◆ Work required
How would you sum up the blog post below in two sentences?

Saturday, April 14, 2012

Fml again?

There's only a limit to my patience.
So don't fucking blow it.
So fucking tired of everyone
And how they treat me.
I'm like a dog, a slave, a joke..
What else? Maybe everything else except for a human.
And the only way I'm dealing with all these is just ranting out here on this fucking blog that only i read.
What irritates me most is when i've done so many things and yet I'm never appreciated. People say hurtful things to me, ask me to do so many things for them and when i finally say something back or don't do what they've asked, they get angry... It's like I'm never ever going to have a life. I really ask myself sometimes... Should i just forget about my own feelings completely and just shut my mouth and please everyone? Should i just shut off completely cause obviously I'm not wanted.
In school, at home, where else?
Everyday it gets harder.
I'd give up my life for some kid in Africa who's suffering from some disease or starving right now.
Cause i know every other life out there in this world is so much more worth mine.
The pain in me is unbearable.
Have you ever felt so helpless that it hurts so badly?
It sucks to be in this alone,
It sucks even more that i thought that THEY will stick with me no matter what.
People always say "everybody has there ups and downs"
Is that true? Cause i don't know what or who to believe anymore.
Hope's the only thing that i have, but it's decreasing everytime i fall.
I don't know how long more until i give up completely.

◆ Given entries
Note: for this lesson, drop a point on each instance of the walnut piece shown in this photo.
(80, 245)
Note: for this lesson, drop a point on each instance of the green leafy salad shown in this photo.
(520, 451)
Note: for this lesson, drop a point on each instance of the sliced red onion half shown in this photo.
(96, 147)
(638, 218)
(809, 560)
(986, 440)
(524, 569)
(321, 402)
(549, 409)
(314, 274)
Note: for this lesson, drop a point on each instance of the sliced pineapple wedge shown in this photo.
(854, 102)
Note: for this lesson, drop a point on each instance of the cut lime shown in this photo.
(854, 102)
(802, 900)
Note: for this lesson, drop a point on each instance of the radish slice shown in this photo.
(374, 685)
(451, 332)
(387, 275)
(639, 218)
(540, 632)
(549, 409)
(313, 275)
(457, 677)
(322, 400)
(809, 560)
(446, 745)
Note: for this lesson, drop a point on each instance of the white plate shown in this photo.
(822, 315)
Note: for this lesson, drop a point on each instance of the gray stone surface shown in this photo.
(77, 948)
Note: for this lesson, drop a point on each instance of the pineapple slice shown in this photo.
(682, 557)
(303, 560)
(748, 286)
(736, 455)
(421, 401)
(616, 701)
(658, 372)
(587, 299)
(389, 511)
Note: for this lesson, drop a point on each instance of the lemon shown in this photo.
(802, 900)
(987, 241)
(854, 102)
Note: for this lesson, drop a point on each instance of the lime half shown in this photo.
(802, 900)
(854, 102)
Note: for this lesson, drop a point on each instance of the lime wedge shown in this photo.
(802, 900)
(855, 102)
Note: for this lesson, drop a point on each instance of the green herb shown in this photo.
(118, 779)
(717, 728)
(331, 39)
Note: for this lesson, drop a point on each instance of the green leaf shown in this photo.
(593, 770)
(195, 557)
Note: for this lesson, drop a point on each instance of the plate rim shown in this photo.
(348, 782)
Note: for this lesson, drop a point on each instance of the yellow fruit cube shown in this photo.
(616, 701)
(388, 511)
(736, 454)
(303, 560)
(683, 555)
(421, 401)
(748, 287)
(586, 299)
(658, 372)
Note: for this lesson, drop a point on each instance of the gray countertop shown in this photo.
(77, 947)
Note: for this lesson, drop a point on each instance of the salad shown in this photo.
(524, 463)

◆ Exercise solution
The writer is tired of how everyone treats them, saying they are never appreciated for all they do and that people get angry when they push back or refuse requests, and they vent this on a blog only they read. They describe unbearable pain and loneliness, feel let down by people they believed would stick with them, and say their hope shrinks each time they fall, leaving them unsure how long until they give up completely.